(Image location labeling entries)
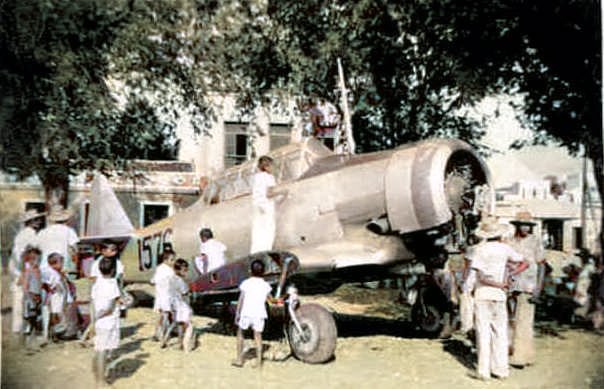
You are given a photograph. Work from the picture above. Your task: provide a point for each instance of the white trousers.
(17, 307)
(466, 311)
(263, 229)
(491, 323)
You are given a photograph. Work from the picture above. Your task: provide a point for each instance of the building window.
(280, 135)
(154, 212)
(236, 139)
(84, 216)
(578, 237)
(39, 206)
(555, 233)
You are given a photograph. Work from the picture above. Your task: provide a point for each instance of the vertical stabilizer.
(107, 216)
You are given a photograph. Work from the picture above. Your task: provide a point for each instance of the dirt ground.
(377, 348)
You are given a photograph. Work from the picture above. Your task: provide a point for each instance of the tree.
(59, 116)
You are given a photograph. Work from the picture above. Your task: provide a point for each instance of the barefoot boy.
(105, 296)
(251, 311)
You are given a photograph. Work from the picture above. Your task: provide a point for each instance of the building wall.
(178, 190)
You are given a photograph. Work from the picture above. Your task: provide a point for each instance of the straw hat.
(30, 214)
(58, 214)
(490, 228)
(523, 218)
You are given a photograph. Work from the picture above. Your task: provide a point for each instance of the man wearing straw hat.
(27, 236)
(489, 263)
(59, 238)
(527, 285)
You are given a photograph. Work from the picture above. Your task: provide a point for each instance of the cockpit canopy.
(290, 162)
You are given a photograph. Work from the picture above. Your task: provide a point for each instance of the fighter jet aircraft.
(344, 218)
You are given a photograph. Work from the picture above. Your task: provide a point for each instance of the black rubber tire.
(319, 326)
(429, 323)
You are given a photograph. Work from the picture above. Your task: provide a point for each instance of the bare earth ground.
(374, 350)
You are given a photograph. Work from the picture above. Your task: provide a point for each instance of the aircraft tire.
(429, 323)
(321, 334)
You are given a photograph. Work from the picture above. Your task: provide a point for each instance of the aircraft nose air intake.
(426, 184)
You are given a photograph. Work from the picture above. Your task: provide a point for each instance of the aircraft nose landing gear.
(311, 331)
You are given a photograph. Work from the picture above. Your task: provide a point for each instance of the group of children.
(171, 302)
(50, 290)
(48, 297)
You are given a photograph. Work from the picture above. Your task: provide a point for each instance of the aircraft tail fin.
(107, 217)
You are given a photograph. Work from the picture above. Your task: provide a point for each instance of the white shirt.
(180, 289)
(214, 250)
(104, 291)
(96, 272)
(27, 236)
(490, 259)
(531, 249)
(255, 291)
(56, 238)
(163, 281)
(54, 280)
(261, 181)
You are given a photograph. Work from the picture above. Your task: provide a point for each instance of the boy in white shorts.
(181, 305)
(251, 311)
(163, 280)
(105, 295)
(57, 292)
(108, 250)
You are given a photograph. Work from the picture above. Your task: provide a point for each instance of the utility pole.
(348, 145)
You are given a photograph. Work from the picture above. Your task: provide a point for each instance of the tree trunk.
(56, 189)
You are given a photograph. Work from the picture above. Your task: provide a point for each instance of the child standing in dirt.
(106, 297)
(251, 311)
(163, 280)
(181, 305)
(57, 292)
(32, 292)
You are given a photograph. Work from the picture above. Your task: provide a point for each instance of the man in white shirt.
(58, 237)
(528, 284)
(489, 262)
(211, 252)
(27, 236)
(263, 207)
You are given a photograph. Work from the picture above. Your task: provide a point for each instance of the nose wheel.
(313, 340)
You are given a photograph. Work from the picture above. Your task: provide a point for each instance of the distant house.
(548, 183)
(163, 187)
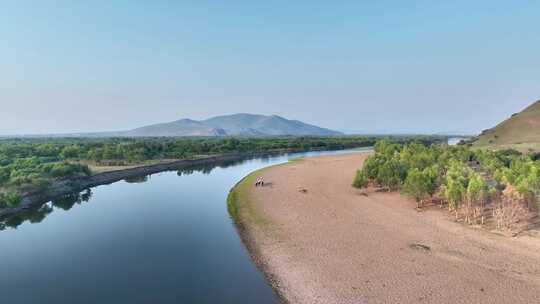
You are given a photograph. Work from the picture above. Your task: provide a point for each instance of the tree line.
(30, 164)
(474, 184)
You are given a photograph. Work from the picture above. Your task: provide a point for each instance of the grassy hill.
(521, 131)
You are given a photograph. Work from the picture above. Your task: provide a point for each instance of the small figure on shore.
(259, 182)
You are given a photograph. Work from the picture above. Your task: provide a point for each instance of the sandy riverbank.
(329, 244)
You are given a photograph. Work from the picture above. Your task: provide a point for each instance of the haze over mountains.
(241, 124)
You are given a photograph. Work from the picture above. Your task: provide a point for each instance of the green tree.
(361, 180)
(476, 195)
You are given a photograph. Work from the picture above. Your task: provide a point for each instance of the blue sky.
(370, 66)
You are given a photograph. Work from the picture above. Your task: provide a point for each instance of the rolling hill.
(521, 131)
(228, 125)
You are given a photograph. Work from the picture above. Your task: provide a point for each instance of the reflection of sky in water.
(159, 239)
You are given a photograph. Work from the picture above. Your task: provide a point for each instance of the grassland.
(521, 132)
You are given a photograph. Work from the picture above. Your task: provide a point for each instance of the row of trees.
(28, 164)
(463, 178)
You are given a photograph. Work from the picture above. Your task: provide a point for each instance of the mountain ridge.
(521, 130)
(239, 124)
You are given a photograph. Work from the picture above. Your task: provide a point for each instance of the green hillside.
(521, 131)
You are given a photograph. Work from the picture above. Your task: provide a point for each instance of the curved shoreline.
(64, 187)
(332, 245)
(235, 206)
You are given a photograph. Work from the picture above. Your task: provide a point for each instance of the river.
(164, 238)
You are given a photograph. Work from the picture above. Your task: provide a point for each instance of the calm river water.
(165, 238)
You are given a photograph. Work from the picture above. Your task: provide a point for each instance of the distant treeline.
(477, 185)
(30, 164)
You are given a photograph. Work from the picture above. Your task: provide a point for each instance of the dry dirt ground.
(322, 242)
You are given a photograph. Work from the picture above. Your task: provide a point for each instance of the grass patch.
(238, 202)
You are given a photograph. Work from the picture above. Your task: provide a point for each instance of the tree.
(391, 174)
(361, 180)
(421, 184)
(476, 196)
(454, 193)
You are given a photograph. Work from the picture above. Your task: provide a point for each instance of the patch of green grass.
(238, 202)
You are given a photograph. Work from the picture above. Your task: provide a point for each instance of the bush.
(361, 180)
(10, 199)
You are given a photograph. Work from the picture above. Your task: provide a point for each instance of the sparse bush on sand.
(471, 182)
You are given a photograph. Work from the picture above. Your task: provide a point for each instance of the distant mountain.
(521, 130)
(228, 125)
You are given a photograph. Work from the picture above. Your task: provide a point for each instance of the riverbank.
(320, 241)
(63, 187)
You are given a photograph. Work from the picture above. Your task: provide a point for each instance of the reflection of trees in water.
(137, 179)
(208, 168)
(37, 215)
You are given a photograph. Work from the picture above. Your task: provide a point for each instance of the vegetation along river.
(165, 238)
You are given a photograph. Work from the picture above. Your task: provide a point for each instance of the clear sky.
(371, 66)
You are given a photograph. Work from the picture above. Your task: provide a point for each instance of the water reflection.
(137, 179)
(38, 214)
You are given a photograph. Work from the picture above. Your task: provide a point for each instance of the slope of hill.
(521, 131)
(233, 125)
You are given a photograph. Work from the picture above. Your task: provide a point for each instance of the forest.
(32, 164)
(476, 185)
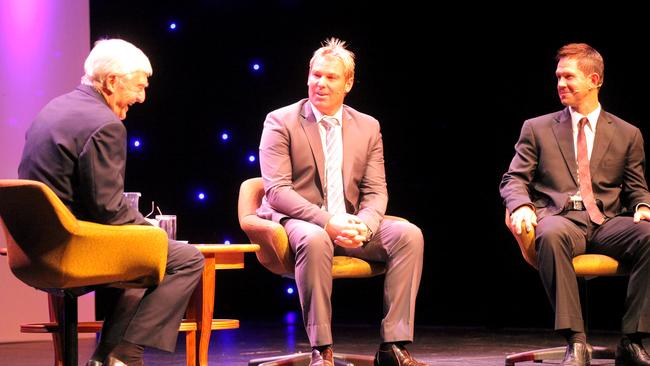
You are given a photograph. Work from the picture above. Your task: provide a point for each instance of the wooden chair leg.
(69, 330)
(55, 306)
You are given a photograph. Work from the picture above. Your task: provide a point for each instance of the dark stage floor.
(255, 339)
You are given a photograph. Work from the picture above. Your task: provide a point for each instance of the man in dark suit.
(323, 168)
(77, 146)
(578, 175)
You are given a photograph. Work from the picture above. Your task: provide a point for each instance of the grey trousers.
(560, 238)
(399, 244)
(151, 317)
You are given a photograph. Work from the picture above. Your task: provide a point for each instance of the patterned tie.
(334, 165)
(584, 175)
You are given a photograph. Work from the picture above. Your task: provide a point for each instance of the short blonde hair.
(114, 56)
(338, 48)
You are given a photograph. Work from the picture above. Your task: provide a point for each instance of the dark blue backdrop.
(451, 89)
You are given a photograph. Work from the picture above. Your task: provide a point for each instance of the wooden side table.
(201, 306)
(198, 316)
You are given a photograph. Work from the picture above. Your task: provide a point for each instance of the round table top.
(226, 248)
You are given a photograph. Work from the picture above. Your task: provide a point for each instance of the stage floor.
(255, 339)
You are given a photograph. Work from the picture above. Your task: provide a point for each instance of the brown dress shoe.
(325, 358)
(577, 354)
(631, 354)
(396, 356)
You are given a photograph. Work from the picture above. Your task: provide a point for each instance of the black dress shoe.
(325, 358)
(631, 354)
(396, 356)
(112, 361)
(577, 354)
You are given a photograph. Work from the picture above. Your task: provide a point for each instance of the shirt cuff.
(636, 208)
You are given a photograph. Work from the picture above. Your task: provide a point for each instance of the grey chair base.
(303, 358)
(555, 353)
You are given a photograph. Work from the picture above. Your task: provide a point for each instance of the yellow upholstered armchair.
(275, 254)
(585, 266)
(49, 249)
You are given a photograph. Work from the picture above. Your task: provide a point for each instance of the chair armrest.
(275, 253)
(526, 241)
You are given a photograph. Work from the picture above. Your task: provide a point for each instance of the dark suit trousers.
(397, 243)
(560, 238)
(151, 317)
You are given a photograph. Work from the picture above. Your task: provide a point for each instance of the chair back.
(48, 248)
(585, 265)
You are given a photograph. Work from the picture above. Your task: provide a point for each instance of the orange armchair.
(586, 266)
(49, 249)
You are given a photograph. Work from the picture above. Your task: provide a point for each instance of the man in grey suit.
(322, 164)
(77, 146)
(578, 176)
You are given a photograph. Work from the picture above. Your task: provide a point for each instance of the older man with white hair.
(77, 146)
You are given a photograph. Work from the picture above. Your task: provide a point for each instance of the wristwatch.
(368, 236)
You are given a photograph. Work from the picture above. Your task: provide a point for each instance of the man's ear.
(110, 83)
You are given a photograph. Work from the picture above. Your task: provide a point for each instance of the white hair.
(114, 56)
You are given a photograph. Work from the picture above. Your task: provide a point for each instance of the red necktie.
(584, 175)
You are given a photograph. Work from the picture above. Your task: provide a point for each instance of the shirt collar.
(338, 115)
(592, 117)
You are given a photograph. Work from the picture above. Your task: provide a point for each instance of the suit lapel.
(310, 126)
(349, 130)
(604, 135)
(564, 136)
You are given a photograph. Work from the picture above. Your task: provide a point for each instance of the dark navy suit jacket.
(77, 146)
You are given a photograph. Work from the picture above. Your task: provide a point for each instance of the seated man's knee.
(411, 236)
(315, 242)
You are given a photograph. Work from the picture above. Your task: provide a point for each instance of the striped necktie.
(334, 167)
(584, 175)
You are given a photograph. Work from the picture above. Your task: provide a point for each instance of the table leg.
(207, 309)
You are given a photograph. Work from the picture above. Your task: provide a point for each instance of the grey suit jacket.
(543, 171)
(292, 162)
(77, 146)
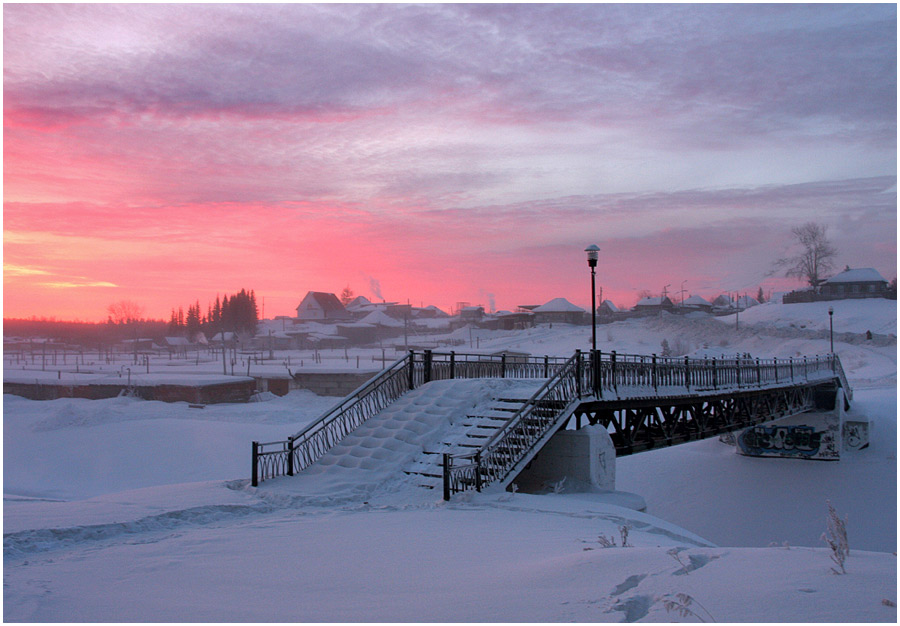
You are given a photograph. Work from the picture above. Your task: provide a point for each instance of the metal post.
(578, 373)
(612, 365)
(593, 309)
(254, 476)
(446, 476)
(290, 459)
(478, 471)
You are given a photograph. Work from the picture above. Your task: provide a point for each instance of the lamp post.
(593, 253)
(831, 326)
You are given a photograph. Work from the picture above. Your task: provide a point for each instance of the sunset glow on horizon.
(436, 154)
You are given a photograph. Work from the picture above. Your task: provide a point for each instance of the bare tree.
(815, 258)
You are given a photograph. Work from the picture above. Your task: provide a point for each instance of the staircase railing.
(286, 458)
(583, 374)
(839, 371)
(520, 433)
(637, 375)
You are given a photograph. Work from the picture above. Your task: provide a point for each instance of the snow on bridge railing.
(594, 373)
(285, 458)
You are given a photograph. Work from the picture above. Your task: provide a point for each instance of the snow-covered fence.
(630, 376)
(583, 374)
(285, 458)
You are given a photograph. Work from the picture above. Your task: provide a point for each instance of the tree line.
(236, 313)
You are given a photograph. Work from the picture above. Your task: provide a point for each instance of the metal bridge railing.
(285, 458)
(518, 435)
(630, 375)
(569, 379)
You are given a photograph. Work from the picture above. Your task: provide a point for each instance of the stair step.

■ Problem to work on: Return, word for word, every line from the line with "on bridge railing." to the final line of the data.

■ Reply to the task:
You are given a photograph. Work from the picture above. Your task: provide a point for each instance of the snow on bridge railing.
(594, 373)
(285, 458)
You are given a photograph. Work from the picture above. Your task: provide a point for each instance of the snow-covered fence.
(630, 376)
(583, 374)
(285, 458)
You are given a photograph. Work from the picture above. Your task: provide a point for each instance of the tree line.
(236, 313)
You are given a photograph. Work from the picture above. Your task: provide a point for each instance of the metal bridge railing.
(285, 458)
(518, 435)
(630, 375)
(569, 379)
You are given a photograph. Work from the picture above. Your task: provide a point for each instance of the stair step.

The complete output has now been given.